#### Provided entries
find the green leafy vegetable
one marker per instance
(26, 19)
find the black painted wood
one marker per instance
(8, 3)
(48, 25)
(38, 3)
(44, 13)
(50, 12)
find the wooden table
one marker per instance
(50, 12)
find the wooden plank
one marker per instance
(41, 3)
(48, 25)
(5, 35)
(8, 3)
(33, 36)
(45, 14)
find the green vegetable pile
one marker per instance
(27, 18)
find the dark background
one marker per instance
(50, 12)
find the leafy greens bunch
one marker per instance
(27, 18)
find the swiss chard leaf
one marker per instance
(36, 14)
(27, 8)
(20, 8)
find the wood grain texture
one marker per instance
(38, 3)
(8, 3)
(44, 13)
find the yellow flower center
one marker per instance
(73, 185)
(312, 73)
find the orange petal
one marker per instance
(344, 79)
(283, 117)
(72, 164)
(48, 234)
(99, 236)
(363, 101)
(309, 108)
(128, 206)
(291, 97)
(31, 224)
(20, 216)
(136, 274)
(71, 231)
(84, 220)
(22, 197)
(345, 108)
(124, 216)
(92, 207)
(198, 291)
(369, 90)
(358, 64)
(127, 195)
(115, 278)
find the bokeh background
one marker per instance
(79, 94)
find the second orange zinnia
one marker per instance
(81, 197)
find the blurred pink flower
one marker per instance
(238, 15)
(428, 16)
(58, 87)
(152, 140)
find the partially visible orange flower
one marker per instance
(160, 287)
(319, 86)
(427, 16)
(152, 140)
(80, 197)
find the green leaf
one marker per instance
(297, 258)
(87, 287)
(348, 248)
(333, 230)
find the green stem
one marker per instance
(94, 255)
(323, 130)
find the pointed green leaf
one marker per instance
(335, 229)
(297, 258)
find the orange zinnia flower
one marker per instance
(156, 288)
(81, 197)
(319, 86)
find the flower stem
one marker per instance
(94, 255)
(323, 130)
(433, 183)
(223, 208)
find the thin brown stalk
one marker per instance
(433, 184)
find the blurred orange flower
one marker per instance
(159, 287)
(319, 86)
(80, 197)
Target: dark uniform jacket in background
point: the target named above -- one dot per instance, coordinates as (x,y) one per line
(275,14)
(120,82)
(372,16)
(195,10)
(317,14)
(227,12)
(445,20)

#### Job
Write the material out exactly, with nothing left out.

#### Reply
find the green leafy vegetable
one marker per instance
(26, 19)
find the black painted wood
one marker per instance
(8, 3)
(48, 25)
(38, 3)
(44, 13)
(50, 12)
find the wooden table
one marker per instance
(50, 12)
find the wooden plank
one marker per instance
(41, 3)
(48, 25)
(5, 35)
(8, 3)
(33, 36)
(45, 14)
find the green vegetable pile
one marker per instance
(27, 18)
find the dark background
one marker per instance
(50, 12)
find the leafy greens bunch
one marker per instance
(27, 18)
find the swiss chard leaf
one marker per instance
(36, 14)
(27, 8)
(20, 8)
find the wood grain texture
one marker per instance
(38, 3)
(8, 3)
(44, 13)
find the yellow flower center
one marker per instance
(73, 185)
(312, 73)
find the orange petal
one marker per instance
(344, 79)
(283, 117)
(72, 164)
(48, 234)
(99, 236)
(363, 101)
(309, 108)
(128, 206)
(291, 97)
(31, 224)
(20, 216)
(136, 274)
(71, 231)
(84, 220)
(22, 197)
(345, 108)
(124, 216)
(92, 207)
(198, 291)
(369, 90)
(358, 64)
(127, 195)
(115, 278)
find the bokeh background
one marker per instance
(79, 94)
find the second orange zinnia
one marker per instance
(81, 197)
find the blurred pink flower
one marker per instance
(238, 15)
(428, 16)
(58, 87)
(152, 140)
find the partially visible orange flower
one marker per instance
(160, 287)
(319, 86)
(427, 16)
(152, 140)
(80, 197)
find the green leaf
one marker per instance
(297, 258)
(87, 287)
(348, 248)
(333, 230)
find the green stem
one marker per instance
(94, 255)
(323, 130)
find the pointed green leaf
one marker per instance
(335, 229)
(297, 258)
find the orange zinnia flower
one marker per instance
(156, 288)
(81, 197)
(319, 86)
find the flower stem
one marker per instance
(94, 255)
(323, 130)
(433, 183)
(223, 208)
find the thin brown stalk
one marker per instance
(433, 184)
find the blurred orange flower
one marker per instance
(159, 287)
(319, 86)
(80, 197)
Target: dark uniform jacket in background
point: the target named above -- one dot per instance, coordinates as (x,y) one per line
(275,14)
(120,82)
(372,16)
(195,10)
(317,14)
(227,12)
(445,20)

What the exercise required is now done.